• _Stated exercise 1_
Restate as a short bulleted list the paragraph of the clay betta thread that begins "I'm not terribly attached to this one," keeping its main facts.
• _Stated exercise 2_
Name every user, apart from OpalBones, who posts in the clay betta thread.
Begin Source excerpt
# My attempt at a clay betta



## OpalBones (Apr 10, 2014)

Polymer clay and acyclic paint with some nail polish on top for the sparkly scales. My first attempts were sadly burned in the oven but with this guy I tried some new techniques and I managed now to burn it up. lol

When I hold it up to Teodor's tank he flares at it so I guess that is a good compliment.

Maybe I will open commissions for these only I had a limited supply of paint so they would all be the colors of the clay used.


----------



## mepxx (Mar 8, 2015)

Thats so cool!  i love that you added nail polish for detailing thats so smart


----------



## rubbie5837 (Dec 22, 2014)

OMG! That's too cool! I want one!!!


----------



## OpalBones (Apr 10, 2014)

Thank you, Mepxx and Rubbie! I need to practice some more and will update this thread with photos of any new clay bettas I make.


----------



## rubbie5837 (Dec 22, 2014)

Definitely following. That would be a great memento for people to have of their bettas. If you ever decide to sale any for people, lmk. I would love to have one of each of my guys. I have mementos of all of my other pets throughout my life. But that's too cool.


----------



## RussellTheShihTzu (Mar 19, 2013)

Very nice! An artistic bone I do not have.


----------



## OpalBones (Apr 10, 2014)

RussellTheShihTzu said:


> Very nice! An artistic bone I do not have.


Thank you!


----------



## LolaQuigs (Mar 28, 2010)

Cute!


----------



## OpalBones (Apr 10, 2014)

I made another, this one an orange double tail male. 









I'm not terribly attached to this one and would be willing to trade or sell. The white powder on it is flour that it was baked in and should rinse right of with some brushing from an old toothbrush. Due to my lacking in paint I cannot paint it for you unless you want it pure white, black, or a clear coat over the clay.


----------



## Elleth (Feb 23, 2015)

Following. Really neat idea!


----------



## OpalBones (Apr 10, 2014)

Elleth said:


> Following. Really neat idea!


Thank you!


----------



## Axeria (Feb 6, 2015)

Oooh! These are awsome! I have tons of polymer clay, might try to make some myself


----------



## OpalBones (Apr 10, 2014)

Axeria said:


> Oooh! These are awsome! I have tons of polymer clay, might try to make some myself


Thank you! Yes you should it's a ton of fun!


----------
End Source excerpt
Begin Record excerpts
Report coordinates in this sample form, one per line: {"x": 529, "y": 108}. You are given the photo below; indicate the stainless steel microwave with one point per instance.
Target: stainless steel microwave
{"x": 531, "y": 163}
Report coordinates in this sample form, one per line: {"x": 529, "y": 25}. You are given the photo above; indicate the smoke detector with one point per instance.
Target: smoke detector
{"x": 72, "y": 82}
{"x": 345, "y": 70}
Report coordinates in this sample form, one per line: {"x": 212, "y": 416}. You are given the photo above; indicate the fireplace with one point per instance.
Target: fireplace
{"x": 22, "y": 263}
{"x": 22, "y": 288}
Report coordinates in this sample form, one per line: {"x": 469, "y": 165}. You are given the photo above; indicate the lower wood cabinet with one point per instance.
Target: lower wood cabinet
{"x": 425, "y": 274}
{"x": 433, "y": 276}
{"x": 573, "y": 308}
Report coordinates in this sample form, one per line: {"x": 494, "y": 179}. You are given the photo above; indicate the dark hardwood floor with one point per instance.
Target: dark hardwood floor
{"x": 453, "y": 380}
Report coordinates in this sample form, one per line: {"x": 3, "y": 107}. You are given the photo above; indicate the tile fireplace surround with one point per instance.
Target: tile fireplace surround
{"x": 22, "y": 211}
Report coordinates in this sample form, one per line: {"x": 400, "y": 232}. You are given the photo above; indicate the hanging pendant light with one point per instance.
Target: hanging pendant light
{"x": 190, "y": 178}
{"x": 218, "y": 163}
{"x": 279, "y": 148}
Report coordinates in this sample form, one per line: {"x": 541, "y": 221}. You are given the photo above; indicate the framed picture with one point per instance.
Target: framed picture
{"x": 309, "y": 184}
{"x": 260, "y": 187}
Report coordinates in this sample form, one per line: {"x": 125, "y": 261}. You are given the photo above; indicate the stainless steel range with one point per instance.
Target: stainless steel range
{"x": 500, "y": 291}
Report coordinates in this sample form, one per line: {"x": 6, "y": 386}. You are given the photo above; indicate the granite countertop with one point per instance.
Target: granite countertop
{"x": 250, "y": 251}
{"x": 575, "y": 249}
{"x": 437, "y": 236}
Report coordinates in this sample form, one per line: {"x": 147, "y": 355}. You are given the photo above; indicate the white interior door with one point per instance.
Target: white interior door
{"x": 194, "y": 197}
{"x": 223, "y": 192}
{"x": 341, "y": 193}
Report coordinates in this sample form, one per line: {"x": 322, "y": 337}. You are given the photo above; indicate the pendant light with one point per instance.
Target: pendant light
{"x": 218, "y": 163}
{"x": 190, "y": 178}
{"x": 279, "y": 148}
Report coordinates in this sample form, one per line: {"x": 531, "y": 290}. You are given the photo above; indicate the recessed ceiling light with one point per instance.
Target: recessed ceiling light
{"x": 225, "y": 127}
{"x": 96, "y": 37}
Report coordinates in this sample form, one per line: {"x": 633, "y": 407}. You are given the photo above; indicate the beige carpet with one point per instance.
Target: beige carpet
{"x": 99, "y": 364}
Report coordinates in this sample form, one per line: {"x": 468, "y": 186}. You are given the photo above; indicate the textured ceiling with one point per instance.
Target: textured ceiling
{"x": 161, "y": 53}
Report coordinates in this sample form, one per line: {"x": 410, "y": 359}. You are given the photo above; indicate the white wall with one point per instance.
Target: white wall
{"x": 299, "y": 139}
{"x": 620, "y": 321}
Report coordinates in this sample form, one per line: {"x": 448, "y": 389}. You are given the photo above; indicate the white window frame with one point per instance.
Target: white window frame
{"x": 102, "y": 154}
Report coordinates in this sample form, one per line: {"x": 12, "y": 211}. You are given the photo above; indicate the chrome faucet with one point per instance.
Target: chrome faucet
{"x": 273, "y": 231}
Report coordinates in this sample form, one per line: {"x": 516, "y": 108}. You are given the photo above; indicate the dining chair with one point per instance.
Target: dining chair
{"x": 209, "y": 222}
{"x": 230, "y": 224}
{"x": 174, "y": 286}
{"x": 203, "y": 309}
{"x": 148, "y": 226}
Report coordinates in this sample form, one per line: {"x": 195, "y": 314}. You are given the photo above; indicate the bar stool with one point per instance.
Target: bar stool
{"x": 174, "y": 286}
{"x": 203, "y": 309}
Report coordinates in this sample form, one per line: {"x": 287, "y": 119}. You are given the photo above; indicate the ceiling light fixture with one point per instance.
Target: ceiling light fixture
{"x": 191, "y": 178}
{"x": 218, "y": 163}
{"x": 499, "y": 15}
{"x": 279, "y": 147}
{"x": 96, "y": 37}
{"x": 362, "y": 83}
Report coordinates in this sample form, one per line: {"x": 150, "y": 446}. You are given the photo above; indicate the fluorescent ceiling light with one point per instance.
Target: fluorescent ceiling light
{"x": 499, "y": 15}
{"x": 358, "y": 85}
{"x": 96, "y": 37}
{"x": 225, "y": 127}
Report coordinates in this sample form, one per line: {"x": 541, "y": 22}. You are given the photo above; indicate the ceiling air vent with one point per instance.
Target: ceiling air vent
End Record excerpts
• _Correct result 1_
- The poster is not very attached to this betta and would trade or sell it.
- The white powder on it is flour it was baked in, which should come off with rinsing and brushing with an old toothbrush.
- Because of a shortage of paint, the poster can only offer it pure white, black, or with a clear coat over the clay.

• _Correct result 2_
- mepxx
- rubbie5837
- RussellTheShihTzu
- LolaQuigs
- Elleth
- Axeria